- TASK DESCRIPTION:
Please reproduce every line of the items below word for word, but omit the pictures.

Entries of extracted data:

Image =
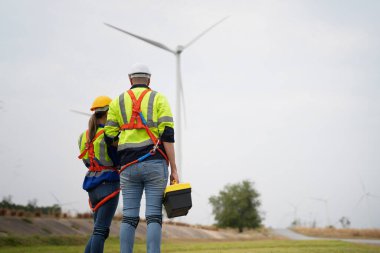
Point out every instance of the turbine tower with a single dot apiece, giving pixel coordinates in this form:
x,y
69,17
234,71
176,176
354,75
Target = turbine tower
x,y
179,88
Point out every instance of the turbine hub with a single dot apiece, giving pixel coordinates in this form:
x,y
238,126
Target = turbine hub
x,y
180,49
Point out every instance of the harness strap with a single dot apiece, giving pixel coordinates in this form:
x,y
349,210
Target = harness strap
x,y
94,165
136,121
103,201
140,124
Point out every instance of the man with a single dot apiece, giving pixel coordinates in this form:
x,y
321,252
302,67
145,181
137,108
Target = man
x,y
142,123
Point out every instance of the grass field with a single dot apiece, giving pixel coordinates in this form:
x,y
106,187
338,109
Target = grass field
x,y
75,245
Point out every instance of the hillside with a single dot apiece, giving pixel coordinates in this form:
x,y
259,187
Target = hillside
x,y
23,226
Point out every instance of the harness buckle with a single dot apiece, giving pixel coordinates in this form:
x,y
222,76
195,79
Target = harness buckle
x,y
155,147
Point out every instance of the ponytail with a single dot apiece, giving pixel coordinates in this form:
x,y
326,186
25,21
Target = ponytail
x,y
93,124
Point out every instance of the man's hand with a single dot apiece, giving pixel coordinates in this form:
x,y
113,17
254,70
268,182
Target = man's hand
x,y
174,177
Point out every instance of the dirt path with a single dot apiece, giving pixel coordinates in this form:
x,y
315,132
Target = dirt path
x,y
287,233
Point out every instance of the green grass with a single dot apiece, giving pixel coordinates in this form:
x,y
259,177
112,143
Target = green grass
x,y
76,245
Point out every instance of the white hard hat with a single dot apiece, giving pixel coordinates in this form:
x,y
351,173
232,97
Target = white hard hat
x,y
139,70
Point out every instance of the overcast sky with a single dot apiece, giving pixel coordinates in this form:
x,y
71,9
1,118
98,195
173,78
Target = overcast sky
x,y
283,93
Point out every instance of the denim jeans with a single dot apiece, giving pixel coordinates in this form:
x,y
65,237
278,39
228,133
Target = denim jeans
x,y
151,176
103,216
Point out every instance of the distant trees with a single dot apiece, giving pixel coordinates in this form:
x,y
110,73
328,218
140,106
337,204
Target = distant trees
x,y
237,206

- OUTPUT OF THE EXERCISE:
Image =
Point out every instance of the turbine tower with a single dot apiece, giving pixel coordinates in this form:
x,y
69,17
234,71
176,176
354,75
Target = turbine tower
x,y
179,88
Point out every instance of the turbine hub with a single dot apiece, giving pixel coordinates in this form:
x,y
238,126
Target = turbine hub
x,y
180,49
Point out every instance of the harness strap with a single dot apiece, giving pixel coordinates in this form:
x,y
349,210
Target = harness strap
x,y
94,165
136,121
103,201
140,124
Point out every instance of the man with a single dot apiece, giving pixel coordinates in this form:
x,y
321,252
302,67
145,181
137,108
Target = man
x,y
142,123
Point out every instance of the grass field with a single dot apiece, giving pixel coordinates in this form:
x,y
106,187
338,109
Target = grass field
x,y
75,245
Point out every instance of the hillside with a single dot apiece, giving pixel coordinates in this form:
x,y
259,187
Target = hillside
x,y
23,226
Point out every instance of the harness buckle with a single dot apiece, giving pixel coordinates in this form:
x,y
222,76
195,79
Target = harness buckle
x,y
155,147
Point out every instance of the ponytail with a single dot apiece, giving pixel coordinates in this form:
x,y
326,186
25,21
Target = ponytail
x,y
93,124
Point out every instance of the man's hand with a single dot apiece, giving pixel coordinates in this form:
x,y
113,17
254,70
268,182
Target = man's hand
x,y
174,177
Point out every instance of the dirt path with a single dot apiece, giving pixel coordinates in this form:
x,y
315,132
Target = dirt path
x,y
287,233
Point out every instance of the green grass with a single dot apiece, giving pixel coordinates in this form:
x,y
259,177
112,143
Target = green grass
x,y
76,245
Point out every instance of the white hard hat with a single dot apiece, giving pixel coordinates in this form:
x,y
351,173
232,97
Target = white hard hat
x,y
139,70
Point out every instance of the overcast sky with a single dot apiece, giving pixel coordinates in this form:
x,y
71,9
1,118
98,195
173,78
Target = overcast sky
x,y
283,93
Point out every instance of the denim jeans with a single dot apiece, giving pixel coordinates in this form:
x,y
65,237
278,39
228,133
Target = denim jeans
x,y
151,176
103,216
Point out every instance of the distant trees with a single dot apiece, giving pixel coordinates in this form:
x,y
110,73
328,218
140,106
337,204
Target = distant trees
x,y
237,206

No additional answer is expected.